Given instruction – From the material below, pull out every line that contains the string "between". The match is case-sensitive.

—————

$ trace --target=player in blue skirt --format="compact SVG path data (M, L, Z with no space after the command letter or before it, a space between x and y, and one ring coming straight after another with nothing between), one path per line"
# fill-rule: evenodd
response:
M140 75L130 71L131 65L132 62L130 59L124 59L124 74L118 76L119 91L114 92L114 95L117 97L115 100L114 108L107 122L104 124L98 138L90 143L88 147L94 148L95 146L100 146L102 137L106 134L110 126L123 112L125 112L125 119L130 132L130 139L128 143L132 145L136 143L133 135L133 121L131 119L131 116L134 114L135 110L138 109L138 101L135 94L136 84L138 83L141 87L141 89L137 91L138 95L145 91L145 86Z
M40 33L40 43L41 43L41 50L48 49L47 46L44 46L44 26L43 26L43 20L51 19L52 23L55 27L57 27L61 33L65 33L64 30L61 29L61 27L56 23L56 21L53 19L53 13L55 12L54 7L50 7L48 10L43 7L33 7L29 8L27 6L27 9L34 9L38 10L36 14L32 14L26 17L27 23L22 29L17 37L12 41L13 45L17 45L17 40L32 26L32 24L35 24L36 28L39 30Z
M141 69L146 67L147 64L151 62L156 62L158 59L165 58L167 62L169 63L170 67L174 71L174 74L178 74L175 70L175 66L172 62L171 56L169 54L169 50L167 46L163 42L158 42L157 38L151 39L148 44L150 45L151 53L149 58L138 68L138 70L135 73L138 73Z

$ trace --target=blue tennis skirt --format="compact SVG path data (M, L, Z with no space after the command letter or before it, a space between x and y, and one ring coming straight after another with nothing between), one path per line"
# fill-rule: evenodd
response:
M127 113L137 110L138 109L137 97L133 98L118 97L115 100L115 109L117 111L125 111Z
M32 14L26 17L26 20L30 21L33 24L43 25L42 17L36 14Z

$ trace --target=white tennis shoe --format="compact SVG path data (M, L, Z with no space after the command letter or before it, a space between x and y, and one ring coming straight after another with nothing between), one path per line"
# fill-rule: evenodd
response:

—————

Final result –
$ trace --target=player in blue skirt --format="compact SVG path data (M, L, Z with no space after the command letter or before it, a space between x and y, and one ring coming straight after another with nothing between), one path per line"
$ trace --target=blue tennis skirt --format="compact SVG path data (M, L, Z with no space after the command letter or before it, a space between x and y, and one ring coming straight after another with nothing between), one path per line"
$ trace --target=white tennis shoe --format="compact SVG path data (M, L, Z with no space after the command letter or before it, a space between x and y, and one ring coming straight after another with nothing between), one path per line"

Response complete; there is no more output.